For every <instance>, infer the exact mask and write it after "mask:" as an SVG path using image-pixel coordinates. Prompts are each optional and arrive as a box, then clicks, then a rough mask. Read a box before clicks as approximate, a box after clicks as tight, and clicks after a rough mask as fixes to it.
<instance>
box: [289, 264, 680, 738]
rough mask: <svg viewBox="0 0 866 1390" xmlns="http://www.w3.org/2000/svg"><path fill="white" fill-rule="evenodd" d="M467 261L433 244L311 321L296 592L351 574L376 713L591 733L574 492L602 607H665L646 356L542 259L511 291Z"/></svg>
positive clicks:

+ + +

**Your objective**
Retype the material word for word, starting at its first line and ending at the line that contains "box: [289, 264, 680, 738]", with both of those lines included.

**Result of this exercise**
For every <instance>, infer the exact mask and write it after "mask:" as an SVG path using image-pixel coordinates. Prompts are each optional and arrive as a box, then clicks, then a rough mask. Read a box before clicks as approximate, a box after clicks as tight, and clicks after a rough mask as fixes to it.
<instance>
box: [289, 264, 680, 738]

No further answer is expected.